# RECORD EXTRACTS:
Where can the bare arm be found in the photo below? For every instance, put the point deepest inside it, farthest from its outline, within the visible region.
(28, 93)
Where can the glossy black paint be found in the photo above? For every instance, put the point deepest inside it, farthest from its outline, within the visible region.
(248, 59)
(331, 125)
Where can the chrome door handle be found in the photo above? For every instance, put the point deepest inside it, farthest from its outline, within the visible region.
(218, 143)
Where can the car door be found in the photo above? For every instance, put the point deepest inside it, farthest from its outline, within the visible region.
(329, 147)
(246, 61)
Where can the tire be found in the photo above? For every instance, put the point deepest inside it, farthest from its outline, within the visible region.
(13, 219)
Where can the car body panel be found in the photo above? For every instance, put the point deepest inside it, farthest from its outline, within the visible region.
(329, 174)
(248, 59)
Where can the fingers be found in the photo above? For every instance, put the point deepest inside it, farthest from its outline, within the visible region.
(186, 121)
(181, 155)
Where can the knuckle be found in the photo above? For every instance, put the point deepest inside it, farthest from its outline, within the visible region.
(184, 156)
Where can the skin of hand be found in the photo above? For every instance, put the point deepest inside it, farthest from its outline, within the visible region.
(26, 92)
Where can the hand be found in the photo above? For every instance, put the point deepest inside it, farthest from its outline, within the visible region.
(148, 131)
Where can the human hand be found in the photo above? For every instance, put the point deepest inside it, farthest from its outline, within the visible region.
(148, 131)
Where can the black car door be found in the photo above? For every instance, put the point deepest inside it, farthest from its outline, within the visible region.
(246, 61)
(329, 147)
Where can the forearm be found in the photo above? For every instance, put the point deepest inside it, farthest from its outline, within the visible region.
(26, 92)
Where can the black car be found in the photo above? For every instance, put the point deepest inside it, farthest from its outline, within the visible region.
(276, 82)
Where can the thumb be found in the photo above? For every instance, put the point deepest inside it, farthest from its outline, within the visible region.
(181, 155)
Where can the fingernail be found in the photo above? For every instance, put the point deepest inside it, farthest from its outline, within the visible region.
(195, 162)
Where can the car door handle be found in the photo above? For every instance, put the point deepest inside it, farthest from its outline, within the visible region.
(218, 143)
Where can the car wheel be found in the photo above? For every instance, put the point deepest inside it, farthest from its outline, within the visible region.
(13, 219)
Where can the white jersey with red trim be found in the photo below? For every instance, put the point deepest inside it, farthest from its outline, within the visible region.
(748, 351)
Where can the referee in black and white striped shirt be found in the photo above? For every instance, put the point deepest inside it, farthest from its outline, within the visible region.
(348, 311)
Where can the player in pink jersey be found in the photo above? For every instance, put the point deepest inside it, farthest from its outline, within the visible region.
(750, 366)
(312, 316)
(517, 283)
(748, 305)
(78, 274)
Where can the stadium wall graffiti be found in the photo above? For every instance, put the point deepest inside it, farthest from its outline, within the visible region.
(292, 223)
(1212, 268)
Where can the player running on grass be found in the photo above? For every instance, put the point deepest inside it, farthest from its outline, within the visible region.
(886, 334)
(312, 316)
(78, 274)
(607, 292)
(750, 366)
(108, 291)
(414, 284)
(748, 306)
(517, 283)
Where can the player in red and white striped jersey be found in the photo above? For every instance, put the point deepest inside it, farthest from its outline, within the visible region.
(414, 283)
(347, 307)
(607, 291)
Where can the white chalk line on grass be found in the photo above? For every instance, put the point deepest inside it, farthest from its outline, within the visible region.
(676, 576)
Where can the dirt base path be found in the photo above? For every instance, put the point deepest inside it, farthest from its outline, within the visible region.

# EXERCISE DIRECTIONS:
Please output the complete data exactly.

# RESULT BELOW:
Where can the bare arm be found in the photo below? For every instance, put the point deepest inside it, farthest from its outline, within the visible region.
(28, 93)
Where can the glossy black paint be found in the photo above? For every instance, put the point deepest inside it, farthest from its outline, within the visible region.
(248, 59)
(331, 125)
Where can the chrome door handle be found in the photo above? For every instance, put the point deepest inside it, farthest from its outline, within the visible region.
(218, 143)
Where can the car door be found in the photo above? For every instance, put the point deepest inside it, farthest from its outline, within the visible region.
(329, 147)
(246, 61)
Where can the tire be found in the photo above? For every instance, put the point deepest inside it, farthest from its outline, within the visible region.
(13, 219)
Where can the car body panel be found in the photo above? For every instance, put the point deepest inside it, farthest from its outline, within the visible region.
(329, 174)
(248, 59)
Where can the fingers be found in the photo above? For every instance, put the point deepest inside it, farthest from its outline, within the visible region.
(186, 121)
(181, 155)
Where can the knuckle be found in the photo above? For every instance, put the point deepest inside it, farthest from its outline, within the visible region.
(184, 156)
Where can the skin of hand be found in the photo above? For every instance, put the point deepest inside it, farthest from its outline, within the visible region.
(26, 92)
Where can the hand be found in the photo above? For every instance, put the point deepest inside it, farthest from its outline, within the visible region.
(148, 131)
Where can the human hand be found in the photo above? For every instance, put the point deepest inside it, farthest from its outline, within the visible region.
(148, 131)
Where can the black car door be found in the photo above? For every instance, put the point deepest inside it, farthest from its outline, within the visible region.
(246, 61)
(329, 147)
Where can the forearm be found in the photo above? For every instance, put the point deepest inside it, farthest from its outline, within the visible region.
(26, 92)
Where can the black car be found in the photo above? For every instance, put the point deepest inside it, farthest from its outline, within the visible region.
(276, 82)
Where can the thumb be found in the photo above? For every instance, put the point deepest inside it, farthest from its outline, within the visible region.
(181, 155)
Where can the fingernail be found in the photo above? For every instance, put the point deepest inside it, farthest from its outline, within the visible region.
(195, 162)
Where can the car door handle be found in the photo above? For every instance, put the point deepest inside it, farthest from its outline, within the visible region.
(218, 143)
Where can the car wheel be found in the photo above? For every instance, put the point deepest inside it, farthest from its outline, within the visible region.
(13, 219)
Where can the white jersey with red trim be found in the photo below? For every instance, put the point deepest inside it, farthest from its outline, within the visible region.
(748, 351)
Where can the referee in black and white striped shirt be found in the photo above? For every instance, put the point deepest inside it, farthest from its outline, within the visible region.
(348, 311)
Where can the player in pink jersey be found in the photo above? For every instance, put the point deepest inside it, farthest from its outline, within the visible region.
(750, 366)
(312, 316)
(517, 283)
(748, 305)
(78, 274)
Where can the stadium wall graffiti be found in the photo above? For every instance, put the point deepest inside it, farthest from its outline, within the visible region.
(292, 223)
(1212, 268)
Where can the player running on grass be found in the photo above? For every instance, put the point deepest inside it, farthest from its outline, within the visible region.
(886, 334)
(312, 316)
(78, 274)
(607, 292)
(750, 366)
(108, 291)
(414, 284)
(748, 306)
(517, 283)
Where can the player in red and white striped jersey be found in the photo above? For every instance, put the point deepest inside it, farthest from its outline, within the visible region.
(414, 283)
(347, 307)
(607, 291)
Where can the white chalk line on grass be found in the photo above? For every instance, put the point deepest inside it, farthest from its outline, within the visible region.
(676, 576)
Where can the dirt base path be found in the photo above? For every instance, put the point deepest inside it, farthest from its outline, within the visible region.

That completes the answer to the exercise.